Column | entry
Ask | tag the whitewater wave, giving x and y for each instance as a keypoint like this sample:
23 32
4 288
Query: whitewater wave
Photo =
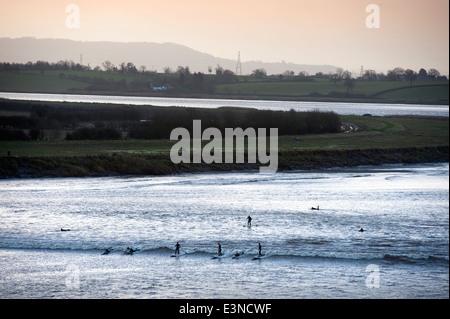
164 250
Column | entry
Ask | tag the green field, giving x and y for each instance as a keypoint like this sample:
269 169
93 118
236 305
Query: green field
426 92
375 132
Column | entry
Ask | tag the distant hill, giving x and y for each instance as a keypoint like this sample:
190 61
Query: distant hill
154 56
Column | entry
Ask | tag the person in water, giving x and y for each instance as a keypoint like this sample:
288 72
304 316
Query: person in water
249 221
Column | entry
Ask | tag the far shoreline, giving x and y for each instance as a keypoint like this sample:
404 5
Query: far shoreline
281 98
134 165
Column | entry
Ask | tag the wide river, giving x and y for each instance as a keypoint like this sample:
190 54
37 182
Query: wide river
376 109
403 252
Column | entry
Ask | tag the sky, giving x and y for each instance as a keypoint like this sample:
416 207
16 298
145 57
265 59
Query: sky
***
*The problem*:
Down to the last line, return the entries above exactly, with no pictures.

*Response for this exercise*:
Column | entry
Ask | tag the whitewater wave, giving x and y for each instance as a keypoint like this sample:
23 32
4 288
Query: whitewater wave
Photo =
164 250
Column | entry
Ask | tag the green field, giving x and y for each instance as a keypoint like this sample:
269 169
93 118
236 305
Query: green field
426 92
375 132
Column | entry
Ask | tag the distant hill, giving x and y for each instance as a keypoint like this sample:
190 61
Query: distant hill
154 56
Column | entry
Ask | tag the person in water, giving x and y for each instance as a keypoint like this sample:
288 72
304 316
Query: person in water
249 221
Column | entry
Ask | tag the far shoreline, giving x and y for each instance as a keypoint like this sample:
404 5
Query: far shoreline
281 98
134 165
Column | entry
Ask | tag the wide river, giving x and y for each instance as a keypoint like this sample:
190 54
37 182
Query: wide river
376 109
403 252
Column | entry
Ask | tag the sky, giving x and y for each instance as a keypoint like this sample:
416 207
16 298
145 57
265 59
Query: sky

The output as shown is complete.